GIVEN ENTRIES ->
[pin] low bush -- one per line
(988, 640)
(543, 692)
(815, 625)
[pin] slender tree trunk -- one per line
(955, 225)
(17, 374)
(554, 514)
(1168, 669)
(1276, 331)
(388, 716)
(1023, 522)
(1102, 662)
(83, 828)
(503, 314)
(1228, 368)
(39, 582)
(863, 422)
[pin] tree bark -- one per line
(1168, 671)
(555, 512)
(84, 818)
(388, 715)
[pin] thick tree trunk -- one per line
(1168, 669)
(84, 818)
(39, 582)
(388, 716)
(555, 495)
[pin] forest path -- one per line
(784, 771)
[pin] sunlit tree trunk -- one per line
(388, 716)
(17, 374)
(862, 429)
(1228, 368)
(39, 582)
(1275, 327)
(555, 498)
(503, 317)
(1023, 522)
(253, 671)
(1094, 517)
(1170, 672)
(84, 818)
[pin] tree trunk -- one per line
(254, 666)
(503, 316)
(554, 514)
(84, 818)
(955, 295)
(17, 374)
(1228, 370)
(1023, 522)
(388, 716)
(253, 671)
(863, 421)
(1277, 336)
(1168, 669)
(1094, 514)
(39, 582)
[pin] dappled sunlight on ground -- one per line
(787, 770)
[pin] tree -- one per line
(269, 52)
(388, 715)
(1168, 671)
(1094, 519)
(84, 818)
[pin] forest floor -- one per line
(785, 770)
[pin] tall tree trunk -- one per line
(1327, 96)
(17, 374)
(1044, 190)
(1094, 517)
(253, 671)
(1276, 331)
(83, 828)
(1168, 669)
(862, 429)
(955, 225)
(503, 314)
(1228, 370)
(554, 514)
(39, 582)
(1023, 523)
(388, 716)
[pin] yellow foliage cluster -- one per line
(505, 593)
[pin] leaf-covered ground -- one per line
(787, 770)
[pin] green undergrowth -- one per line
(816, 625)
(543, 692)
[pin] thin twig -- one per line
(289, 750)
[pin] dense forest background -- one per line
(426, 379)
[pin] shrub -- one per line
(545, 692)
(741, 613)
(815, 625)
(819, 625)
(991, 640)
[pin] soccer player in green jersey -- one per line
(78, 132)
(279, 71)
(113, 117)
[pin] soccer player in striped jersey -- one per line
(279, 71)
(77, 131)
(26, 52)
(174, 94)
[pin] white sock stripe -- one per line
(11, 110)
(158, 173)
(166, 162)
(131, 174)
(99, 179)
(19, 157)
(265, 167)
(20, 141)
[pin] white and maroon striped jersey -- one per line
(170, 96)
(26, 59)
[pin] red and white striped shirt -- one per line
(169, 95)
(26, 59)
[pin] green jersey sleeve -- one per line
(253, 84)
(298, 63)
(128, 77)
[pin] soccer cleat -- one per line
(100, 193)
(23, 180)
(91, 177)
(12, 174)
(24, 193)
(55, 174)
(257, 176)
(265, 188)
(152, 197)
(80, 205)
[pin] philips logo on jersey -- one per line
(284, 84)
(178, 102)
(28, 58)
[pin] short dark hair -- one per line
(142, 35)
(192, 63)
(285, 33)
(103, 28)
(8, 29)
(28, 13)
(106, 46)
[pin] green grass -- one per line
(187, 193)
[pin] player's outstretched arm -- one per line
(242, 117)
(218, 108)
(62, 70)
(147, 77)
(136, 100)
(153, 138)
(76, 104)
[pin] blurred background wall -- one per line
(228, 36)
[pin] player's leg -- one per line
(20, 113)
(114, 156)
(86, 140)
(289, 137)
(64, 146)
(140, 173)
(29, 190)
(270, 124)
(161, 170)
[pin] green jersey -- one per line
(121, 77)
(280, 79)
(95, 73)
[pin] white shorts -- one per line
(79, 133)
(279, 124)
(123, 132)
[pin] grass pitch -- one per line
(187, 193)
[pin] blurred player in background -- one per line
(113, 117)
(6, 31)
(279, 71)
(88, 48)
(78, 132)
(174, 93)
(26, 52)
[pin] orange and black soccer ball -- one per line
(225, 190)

WHAT YOU NEED TO DO -> The records above should be restated word for word, please.

WORKED ANSWER ->
[pin] low bush -- one per line
(988, 640)
(543, 692)
(815, 625)
[pin] slender tree trunk -- one per line
(955, 225)
(17, 374)
(554, 514)
(1168, 669)
(1276, 331)
(388, 716)
(1023, 522)
(1102, 662)
(83, 828)
(503, 314)
(1228, 368)
(39, 582)
(863, 422)
[pin] tree bark -- one per line
(1168, 671)
(555, 512)
(84, 818)
(388, 715)
[pin] thick tree trunk -- one per line
(1168, 669)
(84, 818)
(39, 582)
(388, 716)
(555, 495)
[pin] forest path -- one per line
(784, 771)
[pin] sunlit tree trunk -- one per line
(388, 716)
(17, 374)
(862, 429)
(1228, 368)
(39, 582)
(1275, 327)
(555, 498)
(503, 317)
(1023, 522)
(253, 671)
(1094, 517)
(1170, 672)
(84, 818)
[pin] tree trunk -- one per line
(254, 666)
(503, 316)
(554, 514)
(84, 818)
(955, 295)
(17, 374)
(1228, 370)
(1023, 522)
(388, 716)
(253, 671)
(863, 421)
(1277, 336)
(1168, 669)
(1094, 514)
(39, 582)
[pin] dappled sunlight on ground -- one per line
(787, 770)
[pin] tree -- one per line
(269, 52)
(388, 715)
(1168, 671)
(1094, 519)
(84, 818)
[pin] forest floor -- one per line
(785, 770)
[pin] tall tree trunk -- one per line
(1327, 96)
(17, 374)
(1044, 190)
(1094, 517)
(253, 671)
(1276, 331)
(83, 828)
(1168, 669)
(862, 429)
(955, 225)
(503, 314)
(1228, 370)
(554, 514)
(39, 582)
(1023, 523)
(388, 716)
[pin] yellow foliage cluster -- one per line
(505, 593)
[pin] leaf-covered ground -- one per line
(787, 770)
[pin] green undergrowth -- one per line
(816, 625)
(543, 692)
[pin] thin twig -- one per line
(289, 750)
[pin] dense forest background -- one per line
(426, 379)
[pin] shrub -- one per line
(545, 692)
(741, 613)
(815, 625)
(819, 625)
(991, 640)
[pin] soccer player in green jersey -- one per line
(78, 132)
(279, 71)
(113, 117)
[pin] soccer player in striped jersey -- one per line
(279, 71)
(77, 131)
(26, 52)
(174, 94)
[pin] white sock stripe -- one per line
(11, 110)
(158, 173)
(166, 162)
(131, 174)
(99, 179)
(19, 157)
(265, 167)
(20, 141)
[pin] white and maroon striped jersey -- one per line
(170, 96)
(26, 59)
[pin] red and white striped shirt -- one per line
(169, 95)
(26, 59)
[pin] green jersey sleeve -- one per line
(253, 84)
(298, 63)
(128, 77)
[pin] soccer cleat -- one per line
(100, 193)
(23, 180)
(91, 177)
(12, 174)
(24, 193)
(55, 174)
(257, 176)
(265, 188)
(152, 197)
(80, 205)
[pin] philips logo on jersey -- one per line
(284, 84)
(178, 102)
(28, 58)
[pin] short dark hair -- one per line
(142, 35)
(192, 63)
(285, 33)
(103, 28)
(8, 29)
(28, 13)
(106, 46)
[pin] green grass -- one per line
(187, 193)
[pin] player's outstretched arm -- one per line
(242, 117)
(218, 108)
(62, 70)
(147, 77)
(136, 100)
(153, 138)
(76, 104)
[pin] blurred background wall -- one per line
(228, 36)
[pin] player's leg -- one per line
(20, 113)
(114, 156)
(86, 140)
(289, 137)
(64, 146)
(140, 173)
(29, 190)
(270, 124)
(161, 170)
[pin] green jersey -- one per line
(121, 77)
(280, 79)
(95, 73)
[pin] white shorts -- one per line
(79, 133)
(279, 124)
(123, 132)
[pin] grass pitch -- one per line
(187, 193)
[pin] blurred player in background -- one per line
(113, 117)
(6, 31)
(279, 71)
(88, 48)
(78, 132)
(174, 93)
(26, 52)
[pin] orange and black soccer ball -- one per line
(225, 190)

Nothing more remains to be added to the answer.